• _REQUIRED WORK_
Exactly as they appear, copy the lines of the listing from the one containing "of the large" through the final line, both included, and nothing else.
=====
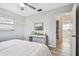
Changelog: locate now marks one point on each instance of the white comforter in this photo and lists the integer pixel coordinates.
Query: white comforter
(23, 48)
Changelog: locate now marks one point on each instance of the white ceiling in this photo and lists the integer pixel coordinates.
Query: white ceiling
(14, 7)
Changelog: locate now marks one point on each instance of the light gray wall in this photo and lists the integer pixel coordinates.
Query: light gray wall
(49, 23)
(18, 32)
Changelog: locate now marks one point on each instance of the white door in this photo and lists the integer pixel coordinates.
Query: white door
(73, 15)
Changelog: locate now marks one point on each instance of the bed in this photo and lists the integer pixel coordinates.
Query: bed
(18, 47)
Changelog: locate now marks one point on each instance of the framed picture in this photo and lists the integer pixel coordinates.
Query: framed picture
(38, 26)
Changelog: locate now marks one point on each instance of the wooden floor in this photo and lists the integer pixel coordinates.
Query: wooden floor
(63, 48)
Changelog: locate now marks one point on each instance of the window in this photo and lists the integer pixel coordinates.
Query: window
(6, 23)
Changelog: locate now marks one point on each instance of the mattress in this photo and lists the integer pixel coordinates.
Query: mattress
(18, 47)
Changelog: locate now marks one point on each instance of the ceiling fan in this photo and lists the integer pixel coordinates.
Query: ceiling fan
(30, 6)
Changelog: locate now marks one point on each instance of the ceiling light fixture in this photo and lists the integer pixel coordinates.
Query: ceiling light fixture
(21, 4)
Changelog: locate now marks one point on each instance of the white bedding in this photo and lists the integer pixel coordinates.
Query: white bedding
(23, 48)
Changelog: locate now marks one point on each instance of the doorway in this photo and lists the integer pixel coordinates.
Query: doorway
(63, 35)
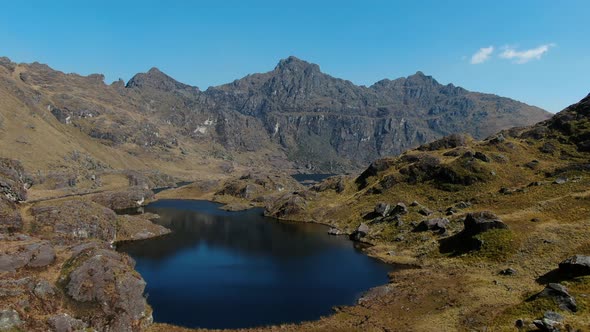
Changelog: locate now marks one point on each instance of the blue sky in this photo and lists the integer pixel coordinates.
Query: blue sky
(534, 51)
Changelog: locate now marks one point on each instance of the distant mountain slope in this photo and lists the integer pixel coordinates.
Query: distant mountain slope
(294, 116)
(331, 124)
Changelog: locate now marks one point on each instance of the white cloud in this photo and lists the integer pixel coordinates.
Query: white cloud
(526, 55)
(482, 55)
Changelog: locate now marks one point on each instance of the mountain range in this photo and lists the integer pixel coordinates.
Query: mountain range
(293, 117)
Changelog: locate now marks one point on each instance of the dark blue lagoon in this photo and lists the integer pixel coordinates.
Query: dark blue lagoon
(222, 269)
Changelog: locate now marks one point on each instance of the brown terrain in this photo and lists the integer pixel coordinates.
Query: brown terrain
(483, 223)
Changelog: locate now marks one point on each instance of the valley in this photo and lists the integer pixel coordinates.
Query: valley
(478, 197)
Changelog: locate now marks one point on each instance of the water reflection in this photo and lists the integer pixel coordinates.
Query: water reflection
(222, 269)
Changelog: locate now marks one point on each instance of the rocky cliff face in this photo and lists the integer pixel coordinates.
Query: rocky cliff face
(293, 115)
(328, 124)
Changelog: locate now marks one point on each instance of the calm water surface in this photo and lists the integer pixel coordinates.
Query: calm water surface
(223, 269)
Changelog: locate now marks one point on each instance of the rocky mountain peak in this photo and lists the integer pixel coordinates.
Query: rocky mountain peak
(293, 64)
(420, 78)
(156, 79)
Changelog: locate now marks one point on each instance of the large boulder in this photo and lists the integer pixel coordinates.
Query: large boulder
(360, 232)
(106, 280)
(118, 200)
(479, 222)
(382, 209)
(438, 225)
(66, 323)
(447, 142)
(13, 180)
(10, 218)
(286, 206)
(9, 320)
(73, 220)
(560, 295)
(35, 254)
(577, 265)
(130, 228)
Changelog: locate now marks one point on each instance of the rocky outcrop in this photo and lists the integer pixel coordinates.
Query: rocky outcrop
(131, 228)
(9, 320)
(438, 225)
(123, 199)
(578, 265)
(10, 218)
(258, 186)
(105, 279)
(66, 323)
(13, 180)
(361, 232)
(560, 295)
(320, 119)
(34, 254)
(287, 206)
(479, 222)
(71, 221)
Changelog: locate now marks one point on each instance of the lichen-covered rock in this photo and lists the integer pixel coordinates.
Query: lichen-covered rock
=====
• _TASK RESULT_
Changelog: locate now marks one point on each instance of the large boulder in this photo and lists the integer pixel coordinates.
Query: large boulder
(360, 232)
(106, 280)
(118, 200)
(479, 222)
(382, 209)
(438, 225)
(66, 323)
(447, 142)
(13, 180)
(10, 218)
(286, 206)
(9, 320)
(73, 220)
(560, 295)
(35, 254)
(577, 265)
(130, 228)
Changelog: locate now marks one point on each instance of the rocky outcrop in this photo and lists the integer pixel coordinates.
Query: rocky outcrop
(131, 228)
(9, 320)
(438, 225)
(123, 199)
(578, 265)
(10, 218)
(258, 186)
(105, 279)
(66, 323)
(13, 180)
(361, 232)
(560, 295)
(320, 119)
(34, 254)
(287, 206)
(479, 222)
(71, 221)
Changelog: locate now marks one point on each instance of the lichen-covered rock in this photo and lists the integer pixel coordinates.
Query: lichen-covered rock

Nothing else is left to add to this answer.